━━━ DATA PROVIDED

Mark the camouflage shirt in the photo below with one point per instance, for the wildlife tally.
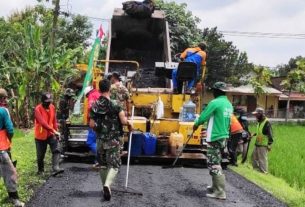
(120, 94)
(109, 129)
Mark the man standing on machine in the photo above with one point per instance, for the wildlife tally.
(195, 55)
(218, 114)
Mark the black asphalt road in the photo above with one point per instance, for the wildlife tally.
(80, 186)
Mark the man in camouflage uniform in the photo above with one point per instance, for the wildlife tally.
(218, 114)
(107, 119)
(119, 92)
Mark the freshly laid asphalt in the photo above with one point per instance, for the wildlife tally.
(80, 186)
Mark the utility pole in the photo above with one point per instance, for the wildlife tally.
(56, 12)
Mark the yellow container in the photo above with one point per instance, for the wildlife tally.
(139, 125)
(186, 129)
(176, 143)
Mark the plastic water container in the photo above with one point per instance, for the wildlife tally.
(162, 145)
(150, 144)
(176, 143)
(189, 111)
(137, 143)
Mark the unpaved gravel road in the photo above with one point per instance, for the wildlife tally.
(80, 186)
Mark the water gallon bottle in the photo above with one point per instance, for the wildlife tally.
(176, 143)
(189, 111)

━━━━━━

*EXERCISE DESCRIPTION*. Can you write out the listing above again with "wildlife tally" replaced by "road survey" everywhere, with everything else unchanged and the pictures left out?

*FULL SOLUTION*.
Mark the camouflage shirt in the photo below with one point per instance, for the road survey.
(120, 94)
(109, 129)
Mark the man standing on machine in the photo above with one point per instance, for the road survey.
(195, 55)
(218, 114)
Mark the black asphalt road in the photo above with one point per instance, for the road survey.
(80, 186)
Mark the man in camouflage uniform in the photo above with one point per instance, for the road survey.
(218, 114)
(107, 119)
(119, 92)
Mark the freshly laid asphalt in the photo above with one point per instance, for the road survey.
(80, 186)
Mark the utility pole in the photo above with one point per instance, for the road survey.
(56, 12)
Mark the yellow container in the photo above with one point per instance, for the road survey.
(139, 125)
(186, 129)
(176, 143)
Mark the plastic water container in the photo above with one point per instance, for the road survey.
(162, 145)
(150, 144)
(176, 143)
(189, 111)
(137, 143)
Mark the unpaved gravel road in the photo above with one point per instance, for the road survey.
(80, 186)
Mark the water gallon bottle in the photo above with one point per instance, for the road survey.
(176, 143)
(189, 111)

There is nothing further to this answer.